Could you repeat, unchanged, the stretch of the listing below from the line containing "Query: concrete curb" through the end of the listing, both ends included?

·····

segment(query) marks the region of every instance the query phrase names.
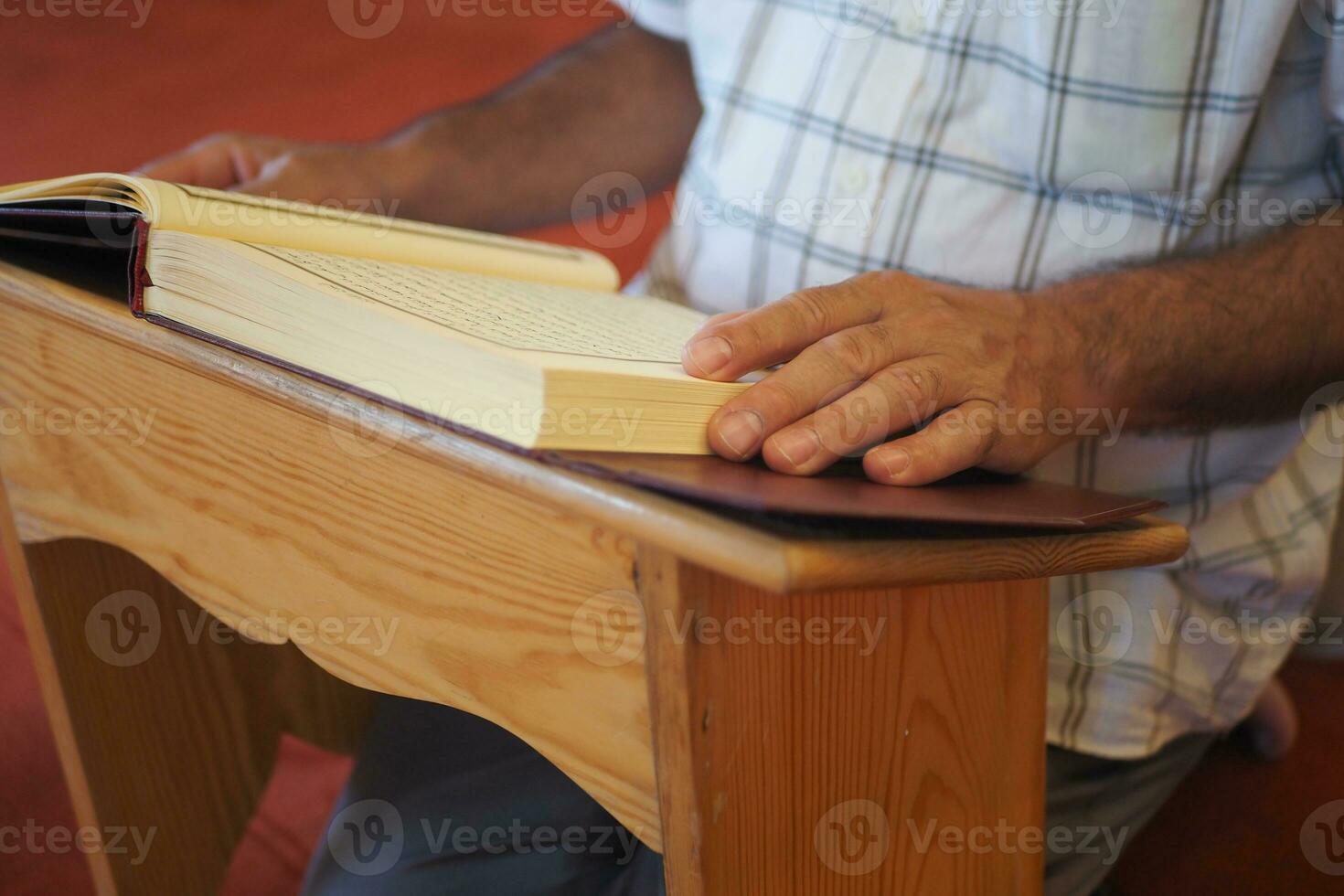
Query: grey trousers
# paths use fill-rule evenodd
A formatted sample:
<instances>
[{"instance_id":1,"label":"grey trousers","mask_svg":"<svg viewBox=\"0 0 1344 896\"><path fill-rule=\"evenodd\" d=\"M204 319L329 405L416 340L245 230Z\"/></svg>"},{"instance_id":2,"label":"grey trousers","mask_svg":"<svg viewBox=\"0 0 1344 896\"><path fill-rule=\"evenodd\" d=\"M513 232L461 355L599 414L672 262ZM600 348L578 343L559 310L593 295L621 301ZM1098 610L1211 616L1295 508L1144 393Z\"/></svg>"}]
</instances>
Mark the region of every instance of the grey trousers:
<instances>
[{"instance_id":1,"label":"grey trousers","mask_svg":"<svg viewBox=\"0 0 1344 896\"><path fill-rule=\"evenodd\" d=\"M995 842L1039 844L1047 896L1087 896L1212 740L1191 735L1137 762L1051 747L1046 830ZM663 892L660 856L535 750L476 716L398 699L380 703L304 881L305 896Z\"/></svg>"}]
</instances>

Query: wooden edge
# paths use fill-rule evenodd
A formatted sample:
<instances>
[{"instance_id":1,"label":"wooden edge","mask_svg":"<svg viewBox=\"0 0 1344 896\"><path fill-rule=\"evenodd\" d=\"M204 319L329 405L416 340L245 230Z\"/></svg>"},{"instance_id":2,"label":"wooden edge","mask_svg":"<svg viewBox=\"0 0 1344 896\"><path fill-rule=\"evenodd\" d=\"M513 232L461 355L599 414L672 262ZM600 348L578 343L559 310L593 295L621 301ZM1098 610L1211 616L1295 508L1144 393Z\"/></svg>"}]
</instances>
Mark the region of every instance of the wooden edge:
<instances>
[{"instance_id":1,"label":"wooden edge","mask_svg":"<svg viewBox=\"0 0 1344 896\"><path fill-rule=\"evenodd\" d=\"M79 759L79 748L75 740L75 727L70 717L70 704L66 703L65 688L60 684L60 674L56 670L56 658L47 641L47 629L42 621L42 611L32 591L32 579L28 575L28 562L24 557L19 543L19 533L15 529L13 516L9 512L9 498L5 493L4 477L0 476L0 570L4 566L9 570L9 582L13 587L15 603L19 604L19 619L28 641L28 652L32 654L32 666L38 674L38 686L42 690L42 703L47 709L47 721L56 742L56 754L60 758L60 768L65 772L66 787L70 791L70 802L75 810L75 819L81 827L101 830L98 814L94 810L93 791L89 789L89 775L83 762ZM94 891L98 893L116 893L117 885L112 872L112 862L102 849L87 850L89 870L93 876Z\"/></svg>"},{"instance_id":2,"label":"wooden edge","mask_svg":"<svg viewBox=\"0 0 1344 896\"><path fill-rule=\"evenodd\" d=\"M1073 533L906 541L797 541L781 591L1048 579L1177 560L1184 527L1157 516Z\"/></svg>"},{"instance_id":3,"label":"wooden edge","mask_svg":"<svg viewBox=\"0 0 1344 896\"><path fill-rule=\"evenodd\" d=\"M775 592L903 587L991 578L1044 578L1179 556L1181 527L1148 520L1090 532L989 539L844 540L800 537L714 513L634 486L586 477L458 435L316 380L138 321L125 308L58 279L0 262L0 296L286 410L362 433L437 463L504 481L530 496L617 528L698 564ZM1177 549L1179 545L1179 549ZM1074 567L1071 563L1082 566ZM1000 574L999 571L1004 571Z\"/></svg>"}]
</instances>

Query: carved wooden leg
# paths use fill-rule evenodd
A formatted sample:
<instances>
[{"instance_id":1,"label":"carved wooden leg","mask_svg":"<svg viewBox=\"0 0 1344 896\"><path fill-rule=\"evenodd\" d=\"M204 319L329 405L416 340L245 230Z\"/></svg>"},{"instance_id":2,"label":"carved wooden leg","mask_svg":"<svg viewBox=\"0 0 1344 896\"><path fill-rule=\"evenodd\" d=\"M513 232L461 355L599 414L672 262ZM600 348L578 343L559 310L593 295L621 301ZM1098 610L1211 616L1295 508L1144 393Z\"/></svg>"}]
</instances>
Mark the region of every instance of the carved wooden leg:
<instances>
[{"instance_id":1,"label":"carved wooden leg","mask_svg":"<svg viewBox=\"0 0 1344 896\"><path fill-rule=\"evenodd\" d=\"M672 896L1040 892L1043 582L640 587Z\"/></svg>"},{"instance_id":2,"label":"carved wooden leg","mask_svg":"<svg viewBox=\"0 0 1344 896\"><path fill-rule=\"evenodd\" d=\"M98 891L215 892L281 732L348 747L364 692L238 638L120 548L7 555L77 817L106 832Z\"/></svg>"}]
</instances>

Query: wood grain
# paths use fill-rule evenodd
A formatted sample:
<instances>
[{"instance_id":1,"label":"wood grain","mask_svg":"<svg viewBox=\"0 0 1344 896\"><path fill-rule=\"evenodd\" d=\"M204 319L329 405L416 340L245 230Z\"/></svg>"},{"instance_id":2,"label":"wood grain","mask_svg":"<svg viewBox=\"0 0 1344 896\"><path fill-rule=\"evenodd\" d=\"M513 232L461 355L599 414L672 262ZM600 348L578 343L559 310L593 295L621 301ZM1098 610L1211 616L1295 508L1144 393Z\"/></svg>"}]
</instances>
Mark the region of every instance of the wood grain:
<instances>
[{"instance_id":1,"label":"wood grain","mask_svg":"<svg viewBox=\"0 0 1344 896\"><path fill-rule=\"evenodd\" d=\"M778 595L657 549L640 574L672 896L1040 892L1039 852L939 838L1043 827L1043 580Z\"/></svg>"},{"instance_id":2,"label":"wood grain","mask_svg":"<svg viewBox=\"0 0 1344 896\"><path fill-rule=\"evenodd\" d=\"M1042 578L1164 563L1180 556L1188 537L1176 524L1145 517L1117 528L1082 533L948 535L929 527L890 525L800 531L765 517L739 520L617 482L556 470L527 457L457 435L313 380L222 351L198 340L129 317L105 297L0 262L0 304L35 320L28 332L46 339L94 337L142 357L149 372L184 368L231 391L230 406L262 402L288 414L335 429L358 429L360 445L398 457L427 461L444 476L485 478L508 485L519 497L559 505L607 529L681 556L706 568L771 591L835 587L891 587L985 578ZM71 329L73 328L73 329ZM70 332L66 332L70 330ZM78 334L77 334L78 333ZM167 364L167 367L164 367ZM126 386L108 390L122 403L171 410L173 395L136 394ZM223 395L224 392L216 392ZM251 433L263 442L281 431ZM349 458L328 438L312 463L331 465L344 476ZM358 449L362 450L362 449ZM427 469L427 467L426 467ZM339 481L339 478L336 480ZM40 537L40 531L32 537ZM28 537L28 533L26 533Z\"/></svg>"},{"instance_id":3,"label":"wood grain","mask_svg":"<svg viewBox=\"0 0 1344 896\"><path fill-rule=\"evenodd\" d=\"M594 595L634 600L629 537L508 477L384 450L376 435L339 441L340 422L238 390L214 367L3 301L0 333L0 406L153 414L142 443L0 439L23 540L120 545L230 626L296 641L347 681L515 731L659 844L642 670L590 662L571 630ZM344 634L316 637L327 621Z\"/></svg>"},{"instance_id":4,"label":"wood grain","mask_svg":"<svg viewBox=\"0 0 1344 896\"><path fill-rule=\"evenodd\" d=\"M116 883L102 880L99 891L215 892L270 776L281 732L317 728L314 709L332 703L312 686L317 668L305 660L305 674L296 677L301 666L290 645L192 637L198 629L179 619L200 609L120 548L81 539L26 553L73 720L59 737L73 739L62 754L79 756L95 806L94 818L81 821L130 832L109 836L97 853ZM141 633L118 618L132 604L102 611L109 595L129 595ZM336 690L349 686L317 672ZM286 700L265 699L296 685ZM335 719L360 727L347 711L320 728L331 733Z\"/></svg>"},{"instance_id":5,"label":"wood grain","mask_svg":"<svg viewBox=\"0 0 1344 896\"><path fill-rule=\"evenodd\" d=\"M77 806L82 818L148 813L177 830L199 807L206 845L181 848L199 865L191 881L214 880L276 731L347 747L358 731L360 700L297 664L301 650L360 688L515 732L665 849L679 896L1031 893L1038 860L911 852L905 825L1039 823L1040 580L1185 549L1184 531L1156 519L1086 533L894 533L714 513L427 426L4 263L0 349L0 408L39 420L0 438L0 473L7 537L34 560L28 626L47 641L38 662ZM125 430L128 412L151 422L144 433ZM93 426L69 424L81 415ZM173 729L155 711L138 724L167 725L185 755L237 770L238 793L175 789L169 763L145 794L128 794L113 779L129 756L91 758L97 736L136 716L71 701L71 686L99 676L70 645L89 602L125 580L175 611L185 596L234 629L290 642L169 649L172 676L199 681L144 685L208 717ZM888 634L863 656L840 643L704 643L672 637L665 617L761 611ZM602 635L613 619L616 639ZM331 621L339 635L317 637ZM249 670L235 653L265 658ZM109 681L89 693L120 693ZM222 705L202 703L198 686ZM239 715L243 693L262 695L255 719ZM220 739L215 752L199 743ZM879 807L890 849L872 869L837 872L816 837L828 811L856 799ZM855 819L829 821L845 830ZM105 884L121 880L94 865Z\"/></svg>"}]
</instances>

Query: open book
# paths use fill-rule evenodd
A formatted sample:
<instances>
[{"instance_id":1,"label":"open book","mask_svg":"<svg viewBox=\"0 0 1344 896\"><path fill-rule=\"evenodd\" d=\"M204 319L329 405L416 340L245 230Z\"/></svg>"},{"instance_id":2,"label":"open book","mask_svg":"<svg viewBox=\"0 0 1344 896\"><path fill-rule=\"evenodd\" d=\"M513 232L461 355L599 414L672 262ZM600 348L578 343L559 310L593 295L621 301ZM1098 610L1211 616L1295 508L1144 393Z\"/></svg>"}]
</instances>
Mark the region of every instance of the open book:
<instances>
[{"instance_id":1,"label":"open book","mask_svg":"<svg viewBox=\"0 0 1344 896\"><path fill-rule=\"evenodd\" d=\"M0 235L129 251L138 316L526 449L706 454L746 388L577 249L125 175L0 188Z\"/></svg>"}]
</instances>

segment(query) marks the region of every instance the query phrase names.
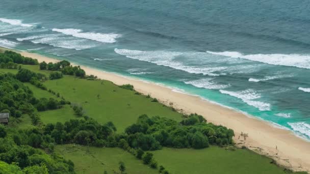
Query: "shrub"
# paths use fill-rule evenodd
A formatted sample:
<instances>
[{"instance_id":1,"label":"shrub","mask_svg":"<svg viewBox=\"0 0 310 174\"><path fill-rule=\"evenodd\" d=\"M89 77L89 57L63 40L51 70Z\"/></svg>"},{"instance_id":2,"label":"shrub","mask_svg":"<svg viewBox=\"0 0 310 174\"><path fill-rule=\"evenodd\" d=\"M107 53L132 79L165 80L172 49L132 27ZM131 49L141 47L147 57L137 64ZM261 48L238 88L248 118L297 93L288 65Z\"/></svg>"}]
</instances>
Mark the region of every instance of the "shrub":
<instances>
[{"instance_id":1,"label":"shrub","mask_svg":"<svg viewBox=\"0 0 310 174\"><path fill-rule=\"evenodd\" d=\"M150 162L149 166L153 168L157 168L157 162L153 159Z\"/></svg>"},{"instance_id":2,"label":"shrub","mask_svg":"<svg viewBox=\"0 0 310 174\"><path fill-rule=\"evenodd\" d=\"M7 136L7 131L3 125L0 125L0 137L4 138Z\"/></svg>"},{"instance_id":3,"label":"shrub","mask_svg":"<svg viewBox=\"0 0 310 174\"><path fill-rule=\"evenodd\" d=\"M62 73L59 72L52 72L49 74L49 79L50 80L61 78L62 77Z\"/></svg>"},{"instance_id":4,"label":"shrub","mask_svg":"<svg viewBox=\"0 0 310 174\"><path fill-rule=\"evenodd\" d=\"M40 69L41 70L45 70L47 68L47 64L46 62L43 62L40 63Z\"/></svg>"},{"instance_id":5,"label":"shrub","mask_svg":"<svg viewBox=\"0 0 310 174\"><path fill-rule=\"evenodd\" d=\"M158 100L157 98L154 98L152 100L152 102L158 102Z\"/></svg>"},{"instance_id":6,"label":"shrub","mask_svg":"<svg viewBox=\"0 0 310 174\"><path fill-rule=\"evenodd\" d=\"M142 159L142 156L144 154L144 151L143 151L141 148L139 148L138 150L137 150L137 154L136 155L136 157L138 159Z\"/></svg>"},{"instance_id":7,"label":"shrub","mask_svg":"<svg viewBox=\"0 0 310 174\"><path fill-rule=\"evenodd\" d=\"M129 146L128 145L128 143L123 138L119 140L119 142L118 142L118 147L125 151L128 149L128 147Z\"/></svg>"},{"instance_id":8,"label":"shrub","mask_svg":"<svg viewBox=\"0 0 310 174\"><path fill-rule=\"evenodd\" d=\"M153 158L153 154L150 152L146 152L142 156L142 161L145 164L148 164L150 163Z\"/></svg>"},{"instance_id":9,"label":"shrub","mask_svg":"<svg viewBox=\"0 0 310 174\"><path fill-rule=\"evenodd\" d=\"M134 86L130 84L123 84L119 86L119 88L131 91L134 91Z\"/></svg>"}]
</instances>

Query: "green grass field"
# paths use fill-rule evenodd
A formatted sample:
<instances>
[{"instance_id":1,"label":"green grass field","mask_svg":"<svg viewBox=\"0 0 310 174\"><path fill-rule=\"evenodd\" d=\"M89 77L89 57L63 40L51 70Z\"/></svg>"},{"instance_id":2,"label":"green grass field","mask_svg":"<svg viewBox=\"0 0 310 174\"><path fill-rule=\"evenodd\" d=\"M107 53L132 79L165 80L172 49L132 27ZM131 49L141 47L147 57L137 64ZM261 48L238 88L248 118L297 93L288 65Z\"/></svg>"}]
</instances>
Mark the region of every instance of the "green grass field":
<instances>
[{"instance_id":1,"label":"green grass field","mask_svg":"<svg viewBox=\"0 0 310 174\"><path fill-rule=\"evenodd\" d=\"M105 170L113 173L113 170L118 170L119 161L125 163L127 173L158 173L129 153L117 148L89 147L88 153L85 147L66 144L57 146L55 150L73 161L77 173L104 173Z\"/></svg>"},{"instance_id":2,"label":"green grass field","mask_svg":"<svg viewBox=\"0 0 310 174\"><path fill-rule=\"evenodd\" d=\"M212 146L201 150L164 148L153 152L160 165L172 173L283 173L272 160L249 150L225 150ZM212 172L211 172L212 171Z\"/></svg>"},{"instance_id":3,"label":"green grass field","mask_svg":"<svg viewBox=\"0 0 310 174\"><path fill-rule=\"evenodd\" d=\"M25 68L41 72L37 66L25 66ZM16 73L16 70L0 69L0 72ZM48 75L49 72L44 71ZM45 85L72 103L81 104L86 115L101 123L113 122L119 133L135 123L141 114L160 115L179 121L182 114L173 111L151 99L134 94L135 92L119 88L106 80L87 80L64 76L61 79L47 80ZM54 97L46 91L26 83L37 98ZM99 98L97 96L99 95ZM62 108L40 112L44 124L64 122L77 118L72 108L65 105ZM20 127L31 126L28 115L23 115ZM128 173L158 173L156 170L143 165L127 152L118 148L90 148L72 144L58 145L56 152L75 164L77 173L112 173L117 170L119 161L123 161ZM211 147L197 150L164 148L152 152L159 165L164 165L171 173L283 173L283 168L270 164L271 160L253 152L239 149L234 151Z\"/></svg>"},{"instance_id":4,"label":"green grass field","mask_svg":"<svg viewBox=\"0 0 310 174\"><path fill-rule=\"evenodd\" d=\"M135 123L139 116L159 115L180 121L182 114L145 96L123 89L106 80L87 80L65 76L44 84L66 100L83 106L86 114L100 123L113 122L118 132ZM98 98L97 95L99 95Z\"/></svg>"}]
</instances>

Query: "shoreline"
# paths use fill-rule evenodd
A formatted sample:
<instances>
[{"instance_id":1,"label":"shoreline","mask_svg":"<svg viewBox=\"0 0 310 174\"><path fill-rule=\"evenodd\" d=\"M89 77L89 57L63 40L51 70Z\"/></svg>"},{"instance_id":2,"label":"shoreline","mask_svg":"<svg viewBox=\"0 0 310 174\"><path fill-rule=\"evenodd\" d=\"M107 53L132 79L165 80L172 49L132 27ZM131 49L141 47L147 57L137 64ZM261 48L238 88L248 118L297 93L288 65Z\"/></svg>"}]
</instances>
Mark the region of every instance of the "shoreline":
<instances>
[{"instance_id":1,"label":"shoreline","mask_svg":"<svg viewBox=\"0 0 310 174\"><path fill-rule=\"evenodd\" d=\"M6 49L10 49L6 48ZM24 56L36 59L39 62L57 62L59 60L38 54L16 50ZM74 63L74 65L79 65ZM234 130L234 141L239 147L245 146L259 154L275 160L277 164L294 171L310 172L310 142L294 133L272 126L272 123L225 107L200 97L175 91L175 90L141 79L122 76L80 65L88 75L112 81L117 85L130 83L144 95L150 94L162 103L185 113L197 113L208 122L222 125ZM244 141L241 132L248 134Z\"/></svg>"}]
</instances>

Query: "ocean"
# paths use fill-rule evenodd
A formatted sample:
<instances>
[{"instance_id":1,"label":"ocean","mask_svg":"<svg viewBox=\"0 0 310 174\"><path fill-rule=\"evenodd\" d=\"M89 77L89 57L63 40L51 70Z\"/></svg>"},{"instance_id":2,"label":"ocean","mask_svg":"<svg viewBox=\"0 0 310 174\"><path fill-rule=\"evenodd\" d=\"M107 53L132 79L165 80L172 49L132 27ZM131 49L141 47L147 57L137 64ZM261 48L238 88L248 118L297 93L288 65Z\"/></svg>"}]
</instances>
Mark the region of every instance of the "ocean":
<instances>
[{"instance_id":1,"label":"ocean","mask_svg":"<svg viewBox=\"0 0 310 174\"><path fill-rule=\"evenodd\" d=\"M0 46L196 95L310 139L310 3L2 0Z\"/></svg>"}]
</instances>

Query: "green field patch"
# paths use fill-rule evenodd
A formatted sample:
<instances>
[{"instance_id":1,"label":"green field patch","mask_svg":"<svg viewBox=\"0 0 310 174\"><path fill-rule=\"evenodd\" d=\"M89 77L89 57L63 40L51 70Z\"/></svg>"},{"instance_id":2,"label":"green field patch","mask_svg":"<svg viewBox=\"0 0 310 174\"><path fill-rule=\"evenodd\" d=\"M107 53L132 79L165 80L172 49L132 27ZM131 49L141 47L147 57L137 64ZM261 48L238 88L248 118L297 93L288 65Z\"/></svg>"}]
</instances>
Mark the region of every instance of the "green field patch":
<instances>
[{"instance_id":1,"label":"green field patch","mask_svg":"<svg viewBox=\"0 0 310 174\"><path fill-rule=\"evenodd\" d=\"M272 161L250 150L226 150L211 146L201 150L163 148L152 152L159 165L170 173L285 173Z\"/></svg>"},{"instance_id":2,"label":"green field patch","mask_svg":"<svg viewBox=\"0 0 310 174\"><path fill-rule=\"evenodd\" d=\"M24 84L29 87L30 90L33 92L34 96L39 99L40 98L46 98L47 99L53 98L58 100L60 100L60 98L57 97L55 95L49 93L47 91L43 90L30 83L24 83Z\"/></svg>"},{"instance_id":3,"label":"green field patch","mask_svg":"<svg viewBox=\"0 0 310 174\"><path fill-rule=\"evenodd\" d=\"M180 121L182 114L158 102L152 102L145 96L123 89L106 80L87 80L64 76L61 79L47 80L44 84L66 100L81 105L85 114L99 123L112 121L118 132L135 123L142 114L159 115Z\"/></svg>"},{"instance_id":4,"label":"green field patch","mask_svg":"<svg viewBox=\"0 0 310 174\"><path fill-rule=\"evenodd\" d=\"M118 171L118 162L125 163L127 173L158 173L157 170L143 164L129 153L119 148L89 147L74 144L57 145L55 152L74 163L77 173L113 173Z\"/></svg>"},{"instance_id":5,"label":"green field patch","mask_svg":"<svg viewBox=\"0 0 310 174\"><path fill-rule=\"evenodd\" d=\"M56 123L57 122L64 123L70 119L81 119L74 115L72 108L68 105L64 105L60 109L48 110L40 112L41 120L44 124Z\"/></svg>"}]
</instances>

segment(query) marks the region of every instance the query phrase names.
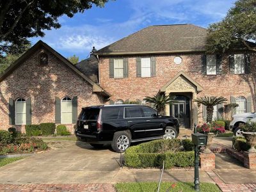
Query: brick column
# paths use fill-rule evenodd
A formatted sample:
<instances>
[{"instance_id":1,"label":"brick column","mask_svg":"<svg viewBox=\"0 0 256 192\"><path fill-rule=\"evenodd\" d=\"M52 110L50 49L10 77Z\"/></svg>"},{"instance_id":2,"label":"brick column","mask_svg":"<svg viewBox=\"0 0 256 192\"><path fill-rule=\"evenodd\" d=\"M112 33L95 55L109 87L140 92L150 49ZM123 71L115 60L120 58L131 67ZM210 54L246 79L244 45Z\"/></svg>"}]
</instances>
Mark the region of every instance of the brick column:
<instances>
[{"instance_id":1,"label":"brick column","mask_svg":"<svg viewBox=\"0 0 256 192\"><path fill-rule=\"evenodd\" d=\"M214 153L201 153L200 157L201 170L210 171L215 169L215 154Z\"/></svg>"},{"instance_id":2,"label":"brick column","mask_svg":"<svg viewBox=\"0 0 256 192\"><path fill-rule=\"evenodd\" d=\"M256 152L244 152L244 166L249 169L256 169Z\"/></svg>"}]
</instances>

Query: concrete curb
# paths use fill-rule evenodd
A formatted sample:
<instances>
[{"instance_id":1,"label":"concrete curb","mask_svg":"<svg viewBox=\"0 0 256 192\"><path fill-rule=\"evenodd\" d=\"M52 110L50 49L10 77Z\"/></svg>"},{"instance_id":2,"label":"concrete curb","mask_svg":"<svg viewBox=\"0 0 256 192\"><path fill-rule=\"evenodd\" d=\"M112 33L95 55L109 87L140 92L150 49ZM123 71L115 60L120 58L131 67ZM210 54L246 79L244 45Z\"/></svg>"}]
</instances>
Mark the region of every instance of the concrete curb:
<instances>
[{"instance_id":1,"label":"concrete curb","mask_svg":"<svg viewBox=\"0 0 256 192\"><path fill-rule=\"evenodd\" d=\"M11 158L11 157L28 157L34 155L35 154L13 154L13 155L4 155L0 156L1 158Z\"/></svg>"}]
</instances>

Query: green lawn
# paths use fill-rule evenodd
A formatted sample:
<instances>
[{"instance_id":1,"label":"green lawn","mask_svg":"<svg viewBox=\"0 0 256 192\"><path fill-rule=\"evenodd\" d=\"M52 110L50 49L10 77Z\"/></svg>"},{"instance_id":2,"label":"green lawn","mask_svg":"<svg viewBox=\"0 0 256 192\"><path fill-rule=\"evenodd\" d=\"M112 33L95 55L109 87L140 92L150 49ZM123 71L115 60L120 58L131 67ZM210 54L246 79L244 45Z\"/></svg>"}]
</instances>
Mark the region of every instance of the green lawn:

·····

→ **ANSWER TO THIS EXERCISE**:
Query: concrete curb
# paths use fill-rule evenodd
A formatted sample:
<instances>
[{"instance_id":1,"label":"concrete curb","mask_svg":"<svg viewBox=\"0 0 256 192\"><path fill-rule=\"evenodd\" d=\"M52 110L50 49L10 77Z\"/></svg>"},{"instance_id":2,"label":"concrete curb","mask_svg":"<svg viewBox=\"0 0 256 192\"><path fill-rule=\"evenodd\" d=\"M112 33L95 55L109 87L140 92L150 49ZM123 71L115 60L120 58L131 67ZM210 54L246 79L244 45Z\"/></svg>"}]
</instances>
Mark the region of every instance of the concrete curb:
<instances>
[{"instance_id":1,"label":"concrete curb","mask_svg":"<svg viewBox=\"0 0 256 192\"><path fill-rule=\"evenodd\" d=\"M11 158L11 157L28 157L34 155L35 154L13 154L13 155L4 155L0 156L1 158Z\"/></svg>"}]
</instances>

Query: green lawn
# paths use fill-rule evenodd
A formatted sample:
<instances>
[{"instance_id":1,"label":"green lawn","mask_svg":"<svg viewBox=\"0 0 256 192\"><path fill-rule=\"evenodd\" d=\"M52 110L50 49L10 77Z\"/></svg>"},{"instance_id":2,"label":"green lawn","mask_svg":"<svg viewBox=\"0 0 256 192\"><path fill-rule=\"evenodd\" d=\"M112 33L95 55L109 87L140 92L150 49ZM123 71L115 60L120 58L131 67ZM210 54L246 79L244 45Z\"/></svg>"}]
</instances>
Mark the region of every instance of the green lawn:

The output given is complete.